**PROVIDED TEXT**
The same Being from whom this golden dagger was received was also the great Inspirer of Zarathustra or Zoroaster, Zerdutsch, the leader of the Iranian people. It was Zarathustra who in primeval times (soon after the Atlantean catastrophe) instilled the impulses he was able to bring from the holy Mysteries into the people who felt the urge to apply the power of the human spirit to external culture. Zarathustra was to give new hopes, new vistas of the spiritual world to this people who no longer possessed the ancient Atlantean vision. He opened out the path along which the people were ultimately to realise that the outer sunlight is only the external body of a sublime spiritual Being whom he called Ahura Mazdao, the ‘great’ Aura, in contrast to the 'little' aura of man. Zarathustra wanted to convey that this same Being — then still in remote cosmic distances — would one day descend to the Earth in order to unite His very substance with the Earth and to work on further in the history and evolution of humanity. Thus Zarathustra directed the minds of these people to the same Being who lived later on in history as the Christ.

The mighty achievement of Zarathustra consisted in this: to the new post-Atlantean humanity who had fallen away from the divine worlds, he revealed the path of re-ascent to the spiritual and gave to men the hope of being able to reach the goal, even with forces that had descended to the level of the physical plane. Whereas the ancient Indian attained to the spiritual in its old form through Yoga-training, a new path was to be opened out to men through the teaching of Zarathustra.

Zarathustra had a patron, a figure of great significance. But here I must emphasize that thc date of the Zarathustra of whom I am speaking was said, even by the Greeks, to have been five thousand years before the Trojan War; He is not, therefore, the figure whom external history calls by that name, nor the Zarathustra mentioned as living in the days of Darius.

The original Zarathustra had a patron who can be called Gushnasp — the name that became customary later on.

**MATERIAL PROVIDED**
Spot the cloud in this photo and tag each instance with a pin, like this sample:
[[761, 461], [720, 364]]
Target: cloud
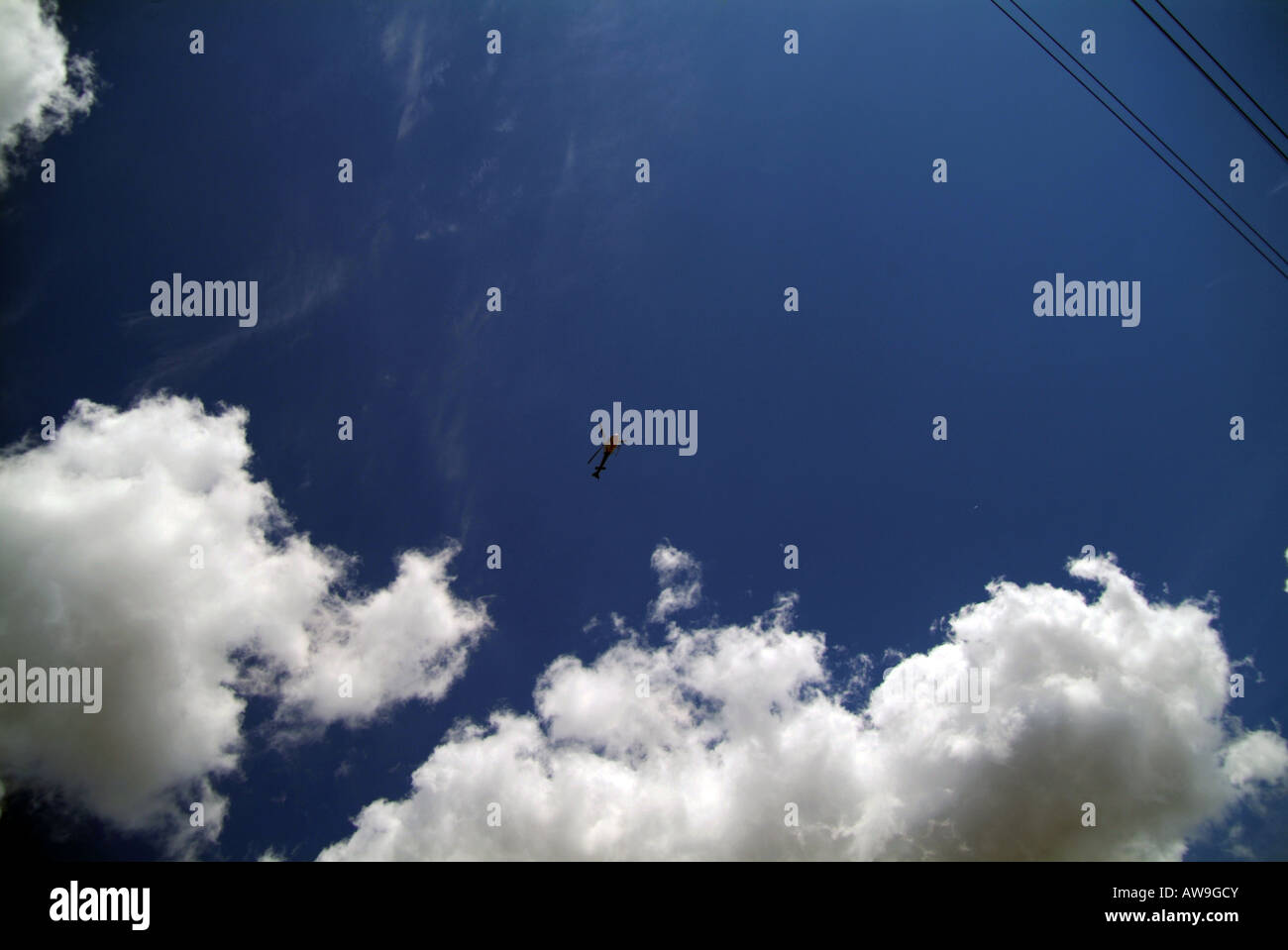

**TASK TO CARRY OUT**
Can you retype the Zarathustra passage between "The mighty achievement" and "days of Darius.", inclusive? You won't need the material to do this.

**FINAL RESULT**
The mighty achievement of Zarathustra consisted in this: to the new post-Atlantean humanity who had fallen away from the divine worlds, he revealed the path of re-ascent to the spiritual and gave to men the hope of being able to reach the goal, even with forces that had descended to the level of the physical plane. Whereas the ancient Indian attained to the spiritual in its old form through Yoga-training, a new path was to be opened out to men through the teaching of Zarathustra.

Zarathustra had a patron, a figure of great significance. But here I must emphasize that thc date of the Zarathustra of whom I am speaking was said, even by the Greeks, to have been five thousand years before the Trojan War; He is not, therefore, the figure whom external history calls by that name, nor the Zarathustra mentioned as living in the days of Darius.